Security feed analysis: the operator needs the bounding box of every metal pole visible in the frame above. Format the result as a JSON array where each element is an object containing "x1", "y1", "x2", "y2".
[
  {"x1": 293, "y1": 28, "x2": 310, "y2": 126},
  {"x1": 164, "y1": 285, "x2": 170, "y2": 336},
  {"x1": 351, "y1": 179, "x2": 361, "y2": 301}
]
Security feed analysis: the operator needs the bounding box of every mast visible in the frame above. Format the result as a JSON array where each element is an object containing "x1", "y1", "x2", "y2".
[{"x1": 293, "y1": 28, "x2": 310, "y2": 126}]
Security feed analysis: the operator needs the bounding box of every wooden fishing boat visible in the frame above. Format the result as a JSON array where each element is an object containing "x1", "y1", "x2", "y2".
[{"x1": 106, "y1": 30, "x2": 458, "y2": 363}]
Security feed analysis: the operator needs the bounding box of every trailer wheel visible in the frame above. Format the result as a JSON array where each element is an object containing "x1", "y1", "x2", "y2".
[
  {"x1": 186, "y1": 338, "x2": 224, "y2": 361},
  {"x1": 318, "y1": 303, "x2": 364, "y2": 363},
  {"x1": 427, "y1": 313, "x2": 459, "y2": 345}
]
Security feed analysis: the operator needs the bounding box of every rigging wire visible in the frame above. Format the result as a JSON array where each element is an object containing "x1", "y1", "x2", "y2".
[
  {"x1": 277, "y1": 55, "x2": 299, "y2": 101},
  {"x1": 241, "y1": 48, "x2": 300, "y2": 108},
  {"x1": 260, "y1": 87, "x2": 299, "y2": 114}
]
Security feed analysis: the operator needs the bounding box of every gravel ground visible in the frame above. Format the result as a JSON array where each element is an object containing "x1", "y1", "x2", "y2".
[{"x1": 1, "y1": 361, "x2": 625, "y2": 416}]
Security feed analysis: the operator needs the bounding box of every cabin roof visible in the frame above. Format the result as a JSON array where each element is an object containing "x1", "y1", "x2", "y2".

========================

Every line from the one containing "of every wooden" to the close of the records must be reproduced exactly. Include both ends and nothing more.

§ EXERCISE ANSWER
Security feed analysis: the operator needs the bounding box of every wooden fishing boat visible in the frame above. Format the result as a JSON array where each element is an object containing "x1", "y1", "x2", "y2".
[{"x1": 106, "y1": 30, "x2": 458, "y2": 363}]
Security feed analysis: the operator needs the bounding box of every trailer wheel visible in the frame above. Format the result as a JSON array where each element is an object containing "x1", "y1", "x2", "y2".
[
  {"x1": 186, "y1": 338, "x2": 224, "y2": 361},
  {"x1": 318, "y1": 303, "x2": 364, "y2": 363},
  {"x1": 427, "y1": 313, "x2": 459, "y2": 345}
]
Security feed analysis: the operator needs the bounding box of every rigging wire visible in the frame above. Format the result as a JSON array where each element is an object containing "x1", "y1", "x2", "y2".
[
  {"x1": 277, "y1": 55, "x2": 299, "y2": 101},
  {"x1": 241, "y1": 48, "x2": 300, "y2": 108},
  {"x1": 260, "y1": 87, "x2": 299, "y2": 114}
]
Security feed analysis: the operator needs the bounding box of every gravel ground visible in the frame above. Format the result as a JSON array where each element is an object containing "x1", "y1", "x2", "y2".
[{"x1": 1, "y1": 361, "x2": 625, "y2": 416}]
Security feed analysis: the operator needs the bounding box of every cabin roof visible in the frame above. Format the result as a JSON array where each element is an object containing "x1", "y1", "x2", "y2".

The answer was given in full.